### The request
Repeat the text of the SLO rollout post between "The numbers were" and "It was SLOs.", inclusive.

### Selected passage
The SLO Rollout That Stopped the Pager Storm: Cutting MTTR 77% in 90 Days
Turning noisy alerts into decisive action with Prometheus, Sloth, and error budgets.
We didn’t fix incidents by adding more dashboards. We fixed them by agreeing on what ‘good’ is and letting error budgets drive the pager.Back to all posts
The Pager Was Always On Fire
I walked into a mid-market B2B SaaS (think ~120 engineers, AWS EKS, Istio, ArgoCD) where on-call looked like a slot machine at 2 a.m. The incident channel read like a weather alert. CPU spikes. GC pauses. Disk IO. All “critical.” None tied to what users actually felt.
The numbers were ugly:
- 62 pages/month across platform teams
- MTTR ~140 minutes
- 45% false-positive alerts
- SLA credits paid three quarters in a row
They’d done what many of us did in the pre-SRE era: instrument everything, alert on everything, and call it “observability.” The team had Grafana dashboards for days, but zero shared truth about what “good” looked like. Leadership was asking for fewer incidents; engineers were begging for fewer alerts. I’ve seen this movie. The fix wasn’t more dashboards. It was SLOs.

Coordinate annotation records:
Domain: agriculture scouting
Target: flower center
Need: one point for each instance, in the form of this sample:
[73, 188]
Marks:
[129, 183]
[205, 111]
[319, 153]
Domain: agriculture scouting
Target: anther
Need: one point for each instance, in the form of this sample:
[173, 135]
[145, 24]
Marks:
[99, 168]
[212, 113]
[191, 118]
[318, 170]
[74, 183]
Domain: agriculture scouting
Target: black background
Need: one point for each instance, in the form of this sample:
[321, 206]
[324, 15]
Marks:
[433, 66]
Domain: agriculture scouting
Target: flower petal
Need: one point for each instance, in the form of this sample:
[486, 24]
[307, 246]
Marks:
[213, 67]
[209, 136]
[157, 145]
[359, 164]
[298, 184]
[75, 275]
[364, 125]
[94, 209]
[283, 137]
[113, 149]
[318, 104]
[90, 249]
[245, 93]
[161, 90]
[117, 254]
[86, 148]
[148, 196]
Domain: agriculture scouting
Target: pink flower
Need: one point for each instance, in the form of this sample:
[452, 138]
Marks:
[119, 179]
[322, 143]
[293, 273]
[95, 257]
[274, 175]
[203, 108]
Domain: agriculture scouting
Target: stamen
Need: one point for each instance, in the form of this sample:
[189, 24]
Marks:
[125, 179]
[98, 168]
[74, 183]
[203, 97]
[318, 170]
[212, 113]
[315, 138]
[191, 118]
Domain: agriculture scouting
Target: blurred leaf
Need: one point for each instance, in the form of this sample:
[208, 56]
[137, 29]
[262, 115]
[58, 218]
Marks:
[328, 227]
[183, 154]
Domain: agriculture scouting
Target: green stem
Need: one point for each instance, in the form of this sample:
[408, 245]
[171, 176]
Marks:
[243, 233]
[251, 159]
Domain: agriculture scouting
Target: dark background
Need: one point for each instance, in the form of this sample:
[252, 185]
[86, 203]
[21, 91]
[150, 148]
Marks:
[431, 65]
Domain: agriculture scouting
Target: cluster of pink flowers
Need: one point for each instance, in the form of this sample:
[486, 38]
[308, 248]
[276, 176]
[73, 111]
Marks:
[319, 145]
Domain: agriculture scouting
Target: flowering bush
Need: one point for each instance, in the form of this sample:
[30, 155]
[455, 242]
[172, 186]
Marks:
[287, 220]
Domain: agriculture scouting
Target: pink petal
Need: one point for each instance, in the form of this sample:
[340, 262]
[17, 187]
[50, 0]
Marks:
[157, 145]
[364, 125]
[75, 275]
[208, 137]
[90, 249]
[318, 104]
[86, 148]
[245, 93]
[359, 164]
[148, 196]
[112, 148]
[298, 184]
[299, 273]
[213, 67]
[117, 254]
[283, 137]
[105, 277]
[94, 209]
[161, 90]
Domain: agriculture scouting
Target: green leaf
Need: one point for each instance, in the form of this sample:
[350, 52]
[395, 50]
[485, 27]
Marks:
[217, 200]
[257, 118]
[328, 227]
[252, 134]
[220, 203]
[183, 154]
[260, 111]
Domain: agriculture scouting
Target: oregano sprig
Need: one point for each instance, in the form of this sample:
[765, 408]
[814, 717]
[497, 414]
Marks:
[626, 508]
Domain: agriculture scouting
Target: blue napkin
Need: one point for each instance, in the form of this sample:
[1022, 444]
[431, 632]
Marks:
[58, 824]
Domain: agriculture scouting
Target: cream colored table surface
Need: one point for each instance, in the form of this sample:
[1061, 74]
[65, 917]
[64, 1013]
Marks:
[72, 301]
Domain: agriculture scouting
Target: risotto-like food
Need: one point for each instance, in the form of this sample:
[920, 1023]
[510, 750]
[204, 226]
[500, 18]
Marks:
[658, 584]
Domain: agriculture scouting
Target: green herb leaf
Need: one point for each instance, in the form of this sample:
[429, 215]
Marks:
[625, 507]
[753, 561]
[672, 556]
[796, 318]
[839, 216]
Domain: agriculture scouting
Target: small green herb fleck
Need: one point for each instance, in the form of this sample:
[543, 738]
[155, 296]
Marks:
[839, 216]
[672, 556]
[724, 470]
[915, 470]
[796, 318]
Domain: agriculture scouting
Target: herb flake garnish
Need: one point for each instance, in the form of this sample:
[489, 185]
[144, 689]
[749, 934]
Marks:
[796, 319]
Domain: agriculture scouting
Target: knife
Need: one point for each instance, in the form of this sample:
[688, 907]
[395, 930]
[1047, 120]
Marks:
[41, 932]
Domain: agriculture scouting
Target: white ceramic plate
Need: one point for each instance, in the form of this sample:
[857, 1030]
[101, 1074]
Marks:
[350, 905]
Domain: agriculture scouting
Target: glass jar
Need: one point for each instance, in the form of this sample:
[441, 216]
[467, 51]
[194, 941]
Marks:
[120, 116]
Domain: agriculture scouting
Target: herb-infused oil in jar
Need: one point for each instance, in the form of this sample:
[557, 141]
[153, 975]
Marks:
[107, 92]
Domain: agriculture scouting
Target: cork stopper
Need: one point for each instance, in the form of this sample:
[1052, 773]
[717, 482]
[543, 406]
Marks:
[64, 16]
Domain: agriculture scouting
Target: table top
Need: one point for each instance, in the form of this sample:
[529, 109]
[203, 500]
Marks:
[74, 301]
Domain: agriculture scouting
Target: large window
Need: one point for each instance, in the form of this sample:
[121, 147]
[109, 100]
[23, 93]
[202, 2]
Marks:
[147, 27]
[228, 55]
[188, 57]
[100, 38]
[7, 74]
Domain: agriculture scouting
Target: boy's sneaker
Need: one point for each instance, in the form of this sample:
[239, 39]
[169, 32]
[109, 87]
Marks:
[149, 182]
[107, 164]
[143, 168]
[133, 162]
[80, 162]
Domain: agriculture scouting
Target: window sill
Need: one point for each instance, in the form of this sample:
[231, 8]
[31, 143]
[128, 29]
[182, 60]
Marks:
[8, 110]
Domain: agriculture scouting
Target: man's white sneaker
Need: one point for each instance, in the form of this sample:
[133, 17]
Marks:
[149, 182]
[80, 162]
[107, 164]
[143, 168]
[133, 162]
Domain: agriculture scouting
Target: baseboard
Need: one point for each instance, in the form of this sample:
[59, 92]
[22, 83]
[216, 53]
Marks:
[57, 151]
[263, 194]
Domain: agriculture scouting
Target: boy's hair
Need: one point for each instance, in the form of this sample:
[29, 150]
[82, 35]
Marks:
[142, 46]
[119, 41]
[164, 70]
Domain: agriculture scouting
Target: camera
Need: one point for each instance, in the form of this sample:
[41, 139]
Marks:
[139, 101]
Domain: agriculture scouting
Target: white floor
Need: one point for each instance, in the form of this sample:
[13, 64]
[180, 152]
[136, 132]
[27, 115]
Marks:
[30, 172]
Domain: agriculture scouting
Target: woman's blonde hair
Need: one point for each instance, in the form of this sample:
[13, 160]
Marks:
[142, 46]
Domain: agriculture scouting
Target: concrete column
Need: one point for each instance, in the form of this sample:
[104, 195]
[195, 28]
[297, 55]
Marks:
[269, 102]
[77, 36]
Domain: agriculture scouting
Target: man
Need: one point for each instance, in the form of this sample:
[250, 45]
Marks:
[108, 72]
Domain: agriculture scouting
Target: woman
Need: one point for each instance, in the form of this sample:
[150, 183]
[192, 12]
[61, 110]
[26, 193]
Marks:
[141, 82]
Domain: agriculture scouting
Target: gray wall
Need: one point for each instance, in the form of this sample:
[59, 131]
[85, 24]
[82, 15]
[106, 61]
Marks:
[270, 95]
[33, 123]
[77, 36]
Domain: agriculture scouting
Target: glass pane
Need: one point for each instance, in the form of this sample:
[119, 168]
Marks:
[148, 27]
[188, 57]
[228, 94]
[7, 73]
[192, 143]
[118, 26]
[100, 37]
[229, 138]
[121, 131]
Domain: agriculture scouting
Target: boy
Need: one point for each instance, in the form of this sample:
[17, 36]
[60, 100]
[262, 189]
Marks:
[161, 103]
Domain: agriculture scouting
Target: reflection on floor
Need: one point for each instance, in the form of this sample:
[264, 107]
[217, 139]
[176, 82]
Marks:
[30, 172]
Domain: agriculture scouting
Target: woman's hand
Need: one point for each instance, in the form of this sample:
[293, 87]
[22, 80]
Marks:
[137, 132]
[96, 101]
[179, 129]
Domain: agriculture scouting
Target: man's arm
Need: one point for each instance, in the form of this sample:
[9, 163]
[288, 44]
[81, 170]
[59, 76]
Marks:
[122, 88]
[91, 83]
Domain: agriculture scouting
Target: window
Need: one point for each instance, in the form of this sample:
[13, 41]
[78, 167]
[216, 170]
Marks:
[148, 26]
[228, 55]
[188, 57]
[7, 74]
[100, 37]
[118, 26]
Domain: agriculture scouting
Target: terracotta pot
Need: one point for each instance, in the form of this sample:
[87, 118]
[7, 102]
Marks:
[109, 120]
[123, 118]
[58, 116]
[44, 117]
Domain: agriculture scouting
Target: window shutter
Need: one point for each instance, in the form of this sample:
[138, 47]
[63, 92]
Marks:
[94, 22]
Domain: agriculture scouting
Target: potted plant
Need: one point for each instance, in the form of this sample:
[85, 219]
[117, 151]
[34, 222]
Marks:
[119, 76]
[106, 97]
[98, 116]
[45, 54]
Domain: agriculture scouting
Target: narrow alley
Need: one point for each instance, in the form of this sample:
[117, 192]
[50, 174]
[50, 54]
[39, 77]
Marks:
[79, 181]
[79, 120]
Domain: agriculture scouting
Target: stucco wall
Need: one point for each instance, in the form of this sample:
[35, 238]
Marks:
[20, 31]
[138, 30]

### Task output
The numbers were ugly:
- 62 pages/month across platform teams
- MTTR ~140 minutes
- 45% false-positive alerts
- SLA credits paid three quarters in a row
They’d done what many of us did in the pre-SRE era: instrument everything, alert on everything, and call it “observability.” The team had Grafana dashboards for days, but zero shared truth about what “good” looked like. Leadership was asking for fewer incidents; engineers were begging for fewer alerts. I’ve seen this movie. The fix wasn’t more dashboards. It was SLOs.